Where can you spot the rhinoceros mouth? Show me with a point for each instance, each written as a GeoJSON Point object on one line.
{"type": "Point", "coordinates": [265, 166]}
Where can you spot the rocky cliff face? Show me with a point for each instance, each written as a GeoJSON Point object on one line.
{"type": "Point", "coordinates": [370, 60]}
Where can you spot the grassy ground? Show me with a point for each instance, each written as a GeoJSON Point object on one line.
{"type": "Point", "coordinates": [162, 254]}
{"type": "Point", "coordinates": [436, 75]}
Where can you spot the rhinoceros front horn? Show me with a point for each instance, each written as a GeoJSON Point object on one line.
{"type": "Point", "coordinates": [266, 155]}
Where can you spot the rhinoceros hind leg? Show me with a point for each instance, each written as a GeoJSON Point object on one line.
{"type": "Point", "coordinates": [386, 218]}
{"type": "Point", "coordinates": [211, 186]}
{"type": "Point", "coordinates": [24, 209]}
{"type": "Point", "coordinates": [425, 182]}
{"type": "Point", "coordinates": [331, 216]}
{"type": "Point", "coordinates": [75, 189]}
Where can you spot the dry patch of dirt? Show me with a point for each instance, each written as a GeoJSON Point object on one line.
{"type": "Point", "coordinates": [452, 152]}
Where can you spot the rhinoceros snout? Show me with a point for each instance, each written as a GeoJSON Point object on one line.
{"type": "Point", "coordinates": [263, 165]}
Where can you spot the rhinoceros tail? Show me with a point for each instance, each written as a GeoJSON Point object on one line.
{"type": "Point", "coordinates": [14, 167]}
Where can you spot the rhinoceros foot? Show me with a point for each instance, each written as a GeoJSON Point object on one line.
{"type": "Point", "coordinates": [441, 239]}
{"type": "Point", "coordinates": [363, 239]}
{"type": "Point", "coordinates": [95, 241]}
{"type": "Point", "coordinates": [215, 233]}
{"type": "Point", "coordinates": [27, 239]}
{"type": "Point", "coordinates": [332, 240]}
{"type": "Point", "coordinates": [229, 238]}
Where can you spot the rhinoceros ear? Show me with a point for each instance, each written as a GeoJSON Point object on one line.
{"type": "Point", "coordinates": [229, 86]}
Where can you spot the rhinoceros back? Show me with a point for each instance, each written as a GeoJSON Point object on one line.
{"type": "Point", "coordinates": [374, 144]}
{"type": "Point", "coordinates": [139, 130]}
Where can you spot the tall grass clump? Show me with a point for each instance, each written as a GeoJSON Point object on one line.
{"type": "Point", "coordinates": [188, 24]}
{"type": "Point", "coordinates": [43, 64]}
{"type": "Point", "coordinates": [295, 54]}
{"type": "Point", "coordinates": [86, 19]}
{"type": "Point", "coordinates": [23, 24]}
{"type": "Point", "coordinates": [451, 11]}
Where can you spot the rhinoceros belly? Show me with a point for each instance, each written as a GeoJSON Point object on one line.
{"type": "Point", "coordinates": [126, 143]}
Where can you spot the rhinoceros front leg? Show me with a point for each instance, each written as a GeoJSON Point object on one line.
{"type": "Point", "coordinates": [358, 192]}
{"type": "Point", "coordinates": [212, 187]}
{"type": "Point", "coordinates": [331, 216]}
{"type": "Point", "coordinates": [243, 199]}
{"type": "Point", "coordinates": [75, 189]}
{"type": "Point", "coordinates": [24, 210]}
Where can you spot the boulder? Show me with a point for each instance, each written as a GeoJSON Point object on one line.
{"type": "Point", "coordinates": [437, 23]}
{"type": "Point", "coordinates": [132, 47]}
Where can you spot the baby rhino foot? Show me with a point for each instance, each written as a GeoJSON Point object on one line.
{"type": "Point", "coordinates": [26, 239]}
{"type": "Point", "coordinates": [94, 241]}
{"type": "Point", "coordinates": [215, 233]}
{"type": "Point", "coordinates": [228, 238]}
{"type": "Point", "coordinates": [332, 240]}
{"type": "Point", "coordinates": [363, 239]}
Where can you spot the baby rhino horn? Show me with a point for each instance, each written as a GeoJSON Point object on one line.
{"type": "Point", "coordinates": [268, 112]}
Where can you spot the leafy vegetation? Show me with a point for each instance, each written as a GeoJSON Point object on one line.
__________________________________________________
— Task goal —
Beginning with the line in which "Where can you spot the baby rhino horn?" appears, print each remaining line of the listing exactly, the last line included.

— Solved problem —
Where can you spot the baby rhino horn? Show me with a point for each instance, each written as a GeoJSON Point object on one line.
{"type": "Point", "coordinates": [268, 112]}
Where can you spot the leafy vegetation? Show me with a point for each instance, each written as a GeoJSON Point object on one line.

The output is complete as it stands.